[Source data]
================================

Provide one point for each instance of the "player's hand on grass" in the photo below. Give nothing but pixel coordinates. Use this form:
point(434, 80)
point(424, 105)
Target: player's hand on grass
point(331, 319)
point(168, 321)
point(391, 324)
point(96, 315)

================================

**Exercise description**
Rewrite all of the records with "turf" substituted for every occurrence of "grass", leaving everything else unchanged.

**Solution**
Provide one point for each instance of the "player's hand on turf" in the photo below. Give nothing but pixel coordinates. Use this form:
point(434, 80)
point(424, 105)
Target: player's hand on turf
point(331, 319)
point(168, 321)
point(391, 324)
point(96, 315)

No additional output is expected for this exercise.